__OPDRACHT 1__. Zoek in de rijen hieronder elke rij waarin de tekenreeks "flag" voorkomt en kopieer die rijen. Hoofdletters en kleine letters tellen mee.

__TE LEZEN TEKST__.
Tsjechië voldoet aan het criterium inzake de convergentie van de langetermijnrente. De over een periode van twaalf maanden gemeten gemiddelde inflatie lag op het moment van de vorige convergentiebeoordeling in 2012 onder de referentiewaarde. In de periode van twaalf maanden tot en met april 2014 bedroeg de gemiddelde langetermijnrente in Tsjechië 2,2 %, ruim onder de referentiewaarde van 6,2 %. Als gevolg van een langdurige neerwaartse trend daalde de langetermijnrente van meer dan 5 % medio 2009 tot minder dan 2 % eind 2012. Tegelijkertijd nam het verschil ten opzichte van de Duitse langlopende benchmarkobligatie af tot onder 100 basispunten. Het lange-renteverschil bleef in 2013 vrijwel stabiel en schommelde rond 50 basispunten, doordat het rendement zowel in Tsjechië als in Duitsland licht toenam. Het verschil ten opzichte van de Duitse benchmarkobligatie nam toe tot ongeveer 70 basispunten begin 2014.

Tevens is onderzoek gedaan naar andere factoren, zoals onder meer de betalingsbalansontwikkelingen en de integratie van de financiële, arbeids- en productmarkten. Het saldo op de externe rekening van Tsjechië verbeterde geleidelijk van een tekort van meer dan 3 % van het bbp in 2010 tot een overschot van 0,5 % van het bbp in 2013, voornamelijk als gevolg van de toename van het overschot op de handelsbalans. De Tsjechische economie is sterk geïntegreerd in de economie van de eurozone door handels- en investeringsbetrekkingen. Geselecteerde indicatoren betreffende het ondernemingsklimaat wijzen erop dat Tsjechië slechter presteert dan de meeste lidstaten van de eurozone. De Tsjechische financiële sector is geïntegreerd in die van de EU, voornamelijk doordat een groot deel van de financiële intermediairs in buitenlandse handen is. In het kader van de procedure bij macro-economische onevenwichtigheden is Tsjechië niet onderworpen aan een diepgaande evaluatie.

4. KROATIË

In het licht van haar beoordeling van de verenigbaarheid van de wetgeving en van de mate waarin aan de convergentiecriteria is voldaan, alsook rekening houdend met aanvullende relevante factoren, is de Commissie van mening dat Kroatië niet voldoet aan de voorwaarden voor de invoering van de euro.

De wetgeving in Kroatië is in alle opzichten verenigbaar met de nalevingsverplichting uit hoofde van artikel 131 VWEU.

Kroatië voldoet aan het criterium inzake prijsstabiliteit. Het gemiddelde inflatiepercentage in Kroatië in de twaalf maanden tot en met april 2014 bedroeg 1,1 % en lag dus onder de referentiewaarde van 1,7 %. Het inflatieniveau zal in de komende maanden naar verwachting onder de referentiewaarde blijven.

__OPDRACHT 2__. Hoe hoog was volgens de te lezen tekst de gemiddelde langetermijnrente in Tsjechië in de periode van twaalf maanden tot en met april 2014?

__AANGELEVERDE GEGEVENS__.
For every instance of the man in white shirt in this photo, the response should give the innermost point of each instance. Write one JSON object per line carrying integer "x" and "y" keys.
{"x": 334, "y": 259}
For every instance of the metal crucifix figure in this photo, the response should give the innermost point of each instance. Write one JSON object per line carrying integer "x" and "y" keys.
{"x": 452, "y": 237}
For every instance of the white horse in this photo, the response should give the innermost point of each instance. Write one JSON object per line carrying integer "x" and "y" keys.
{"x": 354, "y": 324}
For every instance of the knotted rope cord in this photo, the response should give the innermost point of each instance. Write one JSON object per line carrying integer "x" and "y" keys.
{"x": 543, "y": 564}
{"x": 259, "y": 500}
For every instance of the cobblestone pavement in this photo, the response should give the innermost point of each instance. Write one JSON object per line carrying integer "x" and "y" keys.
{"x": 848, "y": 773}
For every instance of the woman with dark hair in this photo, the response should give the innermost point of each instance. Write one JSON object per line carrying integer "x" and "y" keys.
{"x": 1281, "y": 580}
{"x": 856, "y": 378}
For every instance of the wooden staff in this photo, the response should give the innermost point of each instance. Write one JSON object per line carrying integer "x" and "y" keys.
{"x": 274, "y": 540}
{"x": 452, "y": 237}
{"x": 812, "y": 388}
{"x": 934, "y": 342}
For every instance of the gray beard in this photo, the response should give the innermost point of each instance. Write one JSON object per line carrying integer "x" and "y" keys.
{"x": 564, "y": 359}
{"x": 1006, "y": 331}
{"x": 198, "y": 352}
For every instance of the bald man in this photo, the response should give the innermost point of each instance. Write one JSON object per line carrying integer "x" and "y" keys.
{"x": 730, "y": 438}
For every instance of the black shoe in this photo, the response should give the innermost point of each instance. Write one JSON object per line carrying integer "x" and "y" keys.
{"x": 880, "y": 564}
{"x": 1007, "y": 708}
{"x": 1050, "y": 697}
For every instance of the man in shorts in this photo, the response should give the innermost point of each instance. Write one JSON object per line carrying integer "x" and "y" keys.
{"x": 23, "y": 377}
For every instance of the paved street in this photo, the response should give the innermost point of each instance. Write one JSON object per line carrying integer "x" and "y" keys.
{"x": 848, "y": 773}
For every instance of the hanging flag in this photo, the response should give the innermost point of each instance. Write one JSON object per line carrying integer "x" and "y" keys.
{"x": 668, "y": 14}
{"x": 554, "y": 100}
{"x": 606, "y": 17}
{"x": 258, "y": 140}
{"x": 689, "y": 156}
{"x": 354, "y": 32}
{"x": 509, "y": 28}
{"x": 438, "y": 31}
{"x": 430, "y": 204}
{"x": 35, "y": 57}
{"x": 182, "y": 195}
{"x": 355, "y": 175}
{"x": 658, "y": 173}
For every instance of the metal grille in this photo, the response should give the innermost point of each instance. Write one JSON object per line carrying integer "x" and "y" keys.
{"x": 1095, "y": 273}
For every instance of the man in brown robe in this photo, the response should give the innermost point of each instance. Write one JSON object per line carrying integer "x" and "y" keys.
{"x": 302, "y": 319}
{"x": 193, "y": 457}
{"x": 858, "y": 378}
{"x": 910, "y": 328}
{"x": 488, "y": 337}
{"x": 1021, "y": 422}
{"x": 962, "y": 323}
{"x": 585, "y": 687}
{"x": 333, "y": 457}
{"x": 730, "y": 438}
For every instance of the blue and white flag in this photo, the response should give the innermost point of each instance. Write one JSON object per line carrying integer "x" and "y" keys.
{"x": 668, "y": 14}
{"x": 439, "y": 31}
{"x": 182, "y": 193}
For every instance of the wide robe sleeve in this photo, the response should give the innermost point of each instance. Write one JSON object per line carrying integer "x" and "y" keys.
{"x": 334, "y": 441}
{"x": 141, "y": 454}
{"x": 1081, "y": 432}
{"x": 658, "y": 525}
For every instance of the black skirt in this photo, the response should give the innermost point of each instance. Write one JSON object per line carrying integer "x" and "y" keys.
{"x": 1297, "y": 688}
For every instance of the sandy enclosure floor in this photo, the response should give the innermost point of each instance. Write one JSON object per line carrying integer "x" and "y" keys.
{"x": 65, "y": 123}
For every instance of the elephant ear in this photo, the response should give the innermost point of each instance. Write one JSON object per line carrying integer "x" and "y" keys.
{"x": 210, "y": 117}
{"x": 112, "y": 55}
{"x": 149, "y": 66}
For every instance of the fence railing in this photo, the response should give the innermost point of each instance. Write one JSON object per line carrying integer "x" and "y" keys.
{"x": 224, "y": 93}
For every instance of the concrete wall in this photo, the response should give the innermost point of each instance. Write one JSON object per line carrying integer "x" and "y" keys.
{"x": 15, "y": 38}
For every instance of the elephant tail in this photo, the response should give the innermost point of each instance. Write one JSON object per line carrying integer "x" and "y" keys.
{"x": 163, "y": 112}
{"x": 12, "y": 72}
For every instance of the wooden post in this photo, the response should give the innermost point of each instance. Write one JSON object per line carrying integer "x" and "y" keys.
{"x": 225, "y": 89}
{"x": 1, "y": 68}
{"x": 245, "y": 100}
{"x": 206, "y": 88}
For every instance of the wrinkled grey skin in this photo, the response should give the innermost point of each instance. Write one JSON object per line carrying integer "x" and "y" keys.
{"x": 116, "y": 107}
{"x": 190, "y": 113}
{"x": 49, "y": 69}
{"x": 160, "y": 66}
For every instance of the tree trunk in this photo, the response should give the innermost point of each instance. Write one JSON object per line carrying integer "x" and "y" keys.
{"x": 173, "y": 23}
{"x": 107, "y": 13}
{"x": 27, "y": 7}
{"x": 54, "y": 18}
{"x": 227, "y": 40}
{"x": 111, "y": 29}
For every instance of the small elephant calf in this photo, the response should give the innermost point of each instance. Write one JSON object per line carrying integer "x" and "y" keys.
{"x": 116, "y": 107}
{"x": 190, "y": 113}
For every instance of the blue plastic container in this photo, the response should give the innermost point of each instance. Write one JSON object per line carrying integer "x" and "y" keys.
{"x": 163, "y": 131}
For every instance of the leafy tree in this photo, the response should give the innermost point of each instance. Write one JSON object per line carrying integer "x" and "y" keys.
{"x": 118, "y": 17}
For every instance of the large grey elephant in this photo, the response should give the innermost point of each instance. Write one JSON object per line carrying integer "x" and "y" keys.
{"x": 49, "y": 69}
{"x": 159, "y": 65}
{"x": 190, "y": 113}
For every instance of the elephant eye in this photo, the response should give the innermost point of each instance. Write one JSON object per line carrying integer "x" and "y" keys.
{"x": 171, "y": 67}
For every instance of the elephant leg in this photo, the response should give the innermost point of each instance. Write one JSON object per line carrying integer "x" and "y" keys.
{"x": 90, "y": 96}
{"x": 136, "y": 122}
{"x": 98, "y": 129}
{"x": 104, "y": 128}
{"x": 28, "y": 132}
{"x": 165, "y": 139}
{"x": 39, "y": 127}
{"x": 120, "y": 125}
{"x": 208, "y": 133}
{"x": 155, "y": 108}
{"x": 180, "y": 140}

__OPLOSSING 1__.
For every instance of the hanging flag in this photo, the response should give the innermost point of each instance. Write one JSON object per line carrying integer "x" and "y" keys.
For every instance of the blue and white flag in this photo, the response should give the innermost point of each instance. Write one JSON object per line carrying integer "x" and "y" keys.

__OPLOSSING 2__. 2,2 %, ruim onder de referentiewaarde van 6,2 %.